### What to work on
Please reproduce the full set of data below exactly.

### Provided data
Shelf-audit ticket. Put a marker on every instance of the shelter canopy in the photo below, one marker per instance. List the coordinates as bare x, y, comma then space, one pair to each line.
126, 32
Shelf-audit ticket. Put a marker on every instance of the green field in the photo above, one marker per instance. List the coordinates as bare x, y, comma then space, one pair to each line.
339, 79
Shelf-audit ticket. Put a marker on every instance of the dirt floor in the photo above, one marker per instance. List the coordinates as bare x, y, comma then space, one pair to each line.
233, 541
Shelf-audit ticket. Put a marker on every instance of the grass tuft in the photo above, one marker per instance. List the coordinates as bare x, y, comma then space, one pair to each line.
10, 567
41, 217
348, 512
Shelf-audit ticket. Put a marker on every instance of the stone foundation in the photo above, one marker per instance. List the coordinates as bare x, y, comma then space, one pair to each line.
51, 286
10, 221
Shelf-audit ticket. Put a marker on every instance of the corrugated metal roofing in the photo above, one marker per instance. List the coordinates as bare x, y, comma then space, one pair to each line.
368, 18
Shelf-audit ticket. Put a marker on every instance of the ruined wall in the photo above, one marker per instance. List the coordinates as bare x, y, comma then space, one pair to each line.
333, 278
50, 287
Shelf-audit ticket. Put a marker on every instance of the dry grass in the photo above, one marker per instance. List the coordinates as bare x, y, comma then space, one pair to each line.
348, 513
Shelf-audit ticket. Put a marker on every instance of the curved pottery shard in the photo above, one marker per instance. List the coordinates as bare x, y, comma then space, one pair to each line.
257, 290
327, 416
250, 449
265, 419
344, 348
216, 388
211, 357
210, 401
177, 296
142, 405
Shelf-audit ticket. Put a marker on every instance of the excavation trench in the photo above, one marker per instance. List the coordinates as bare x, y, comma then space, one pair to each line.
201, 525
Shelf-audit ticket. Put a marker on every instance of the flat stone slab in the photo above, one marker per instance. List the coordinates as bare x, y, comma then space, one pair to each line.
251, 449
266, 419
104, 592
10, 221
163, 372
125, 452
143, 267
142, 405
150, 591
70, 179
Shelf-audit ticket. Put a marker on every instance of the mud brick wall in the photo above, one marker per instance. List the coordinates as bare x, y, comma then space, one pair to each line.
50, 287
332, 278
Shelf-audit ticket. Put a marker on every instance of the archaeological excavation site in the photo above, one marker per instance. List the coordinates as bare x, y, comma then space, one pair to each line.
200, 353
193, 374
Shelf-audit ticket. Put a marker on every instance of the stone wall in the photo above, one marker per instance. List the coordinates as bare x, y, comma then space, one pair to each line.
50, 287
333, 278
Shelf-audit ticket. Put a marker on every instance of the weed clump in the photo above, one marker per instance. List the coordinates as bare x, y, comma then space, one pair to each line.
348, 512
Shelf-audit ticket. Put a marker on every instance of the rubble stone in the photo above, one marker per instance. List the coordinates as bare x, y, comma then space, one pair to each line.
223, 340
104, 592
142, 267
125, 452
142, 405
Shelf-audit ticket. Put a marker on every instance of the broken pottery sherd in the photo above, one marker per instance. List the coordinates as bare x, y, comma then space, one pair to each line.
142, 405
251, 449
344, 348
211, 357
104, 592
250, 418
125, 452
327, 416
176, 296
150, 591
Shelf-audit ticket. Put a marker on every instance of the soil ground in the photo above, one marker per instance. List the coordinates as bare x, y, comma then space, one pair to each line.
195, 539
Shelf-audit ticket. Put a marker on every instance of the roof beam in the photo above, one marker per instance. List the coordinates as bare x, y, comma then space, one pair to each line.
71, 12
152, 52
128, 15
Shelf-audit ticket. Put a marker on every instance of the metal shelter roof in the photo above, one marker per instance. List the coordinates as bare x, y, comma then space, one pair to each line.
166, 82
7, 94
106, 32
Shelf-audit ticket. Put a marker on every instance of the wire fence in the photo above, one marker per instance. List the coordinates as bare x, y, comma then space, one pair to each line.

### Exercise response
Shelf-audit ticket. Put a marker on every instance of the shelter canopy in the photo below, one marker per instance. List the coordinates as bare x, y, comma then space, one pair to each line.
126, 32
Shelf-audit ticket. Put a marker on every instance of the green field in the photo above, one marker per instance. List the coordinates as bare x, y, comma then space, one pair to each line.
339, 79
Shelf-audit ticket. Put a marker on every instance of the dirt floor in the photo above, one marker per instance. List the coordinates as bare x, y, comma then space, one pair to each line.
233, 541
Shelf-audit ticket. Put a marker on every instance of the grass tuft in the photo above, one marker per instance. List the coordinates as bare x, y, comma then space, one pair to each line.
10, 567
41, 217
348, 512
Shelf-audit ticket. Put a marker on every instance of the stone foundation in the photo above, one marker per instance. List the coordinates as bare x, y, comma then space, one pair to each line.
51, 286
10, 221
Shelf-audit ticket. Put a marker on every instance of the corrugated metal roofing in the photo above, one marker per instance. List the coordinates as bare x, y, comma then space, one pair to each line.
368, 18
Shelf-audit ticket. Put a marker on every instance of the ruined wall in the photo above, one marker per instance. List the coordinates as bare x, y, comma then space, one pair to each line.
333, 278
50, 287
Shelf-audit ticket. Put a marker on every instance of the dry grass in the photo above, one marker per instance. List the coordinates as bare x, y, comma then space, one pair to each line.
348, 513
Shelf-audit ticket. Put a marker on every instance of the curved pottery shard in the photo above, one marker per instance. List the coordinates as bare x, y, comma then space, one pair to each line.
257, 290
327, 416
250, 449
265, 419
344, 348
216, 388
211, 357
210, 401
177, 296
142, 405
Shelf-audit ticket. Put a marker on every instance of the excavation trench in the photo above, one marker per instance. List the coordinates as bare x, y, comma then space, one pair to each line.
201, 525
Shelf-audit ticket. Put a marker on every instance of the flat stone slab in the photo above, one marker per instance. List the coordinates as bare x, y, comma then space, one pair to each line.
251, 449
266, 419
104, 592
10, 221
163, 372
125, 452
143, 267
142, 405
150, 591
70, 179
Shelf-audit ticket. Put a marker on every instance of the mud brick wall in the photo above, one marker per instance. List the coordinates as bare x, y, comma then space, one pair to each line.
50, 287
332, 278
Shelf-audit ticket. Put a marker on every instance of the archaeological excavation site in the photo above, one marker per instance. List the coordinates as bare x, y, comma then space, one pair to each line.
200, 353
193, 374
Shelf-audit ticket. Put a marker on every instance of the stone wall in the photo above, one marker per instance. List the coordinates as bare x, y, comma then space, one pair to each line.
50, 287
333, 278
Shelf-audit ticket. Put a marker on every instance of the weed clump in the photo above, one marker per instance. List the coordinates as bare x, y, comma then space, one pair to each line.
348, 512
Shelf-audit ticket. Put a marker on every instance of the rubble stone in the photo above, one marker per instance. List the coordinates as bare x, y, comma then space, one pair to each line.
223, 340
104, 592
142, 267
125, 452
142, 405
Shelf-audit ticket. Put a marker on every instance of the broken pottery sherd in the photo above, one marker per instance. List the coordinates as bare x, y, comma then space, one pair to each line.
142, 405
251, 449
344, 348
211, 357
104, 592
250, 418
125, 452
327, 416
176, 296
150, 591
Shelf-audit ticket. Put a marker on every instance of the soil ground in the photo above, one marker per instance. List the coordinates as bare x, y, comma then space, one pair to each line.
195, 539
Shelf-audit ticket. Put a marker on every instance of the roof beam in the photo above, one marker per instance. List the coordinates as bare x, y, comma then space, one pair to each line.
71, 12
152, 52
128, 15
Shelf-audit ticket. Put a marker on every instance of the metal shelter roof in the photo above, one marker per instance. List the coordinates as bare x, y, comma then space, one pair to each line.
166, 82
7, 94
106, 32
Shelf-audit ticket. Put a marker on every instance of the wire fence in the photo above, one marker per instance. List the coordinates as bare x, y, comma then space, one pair to each line.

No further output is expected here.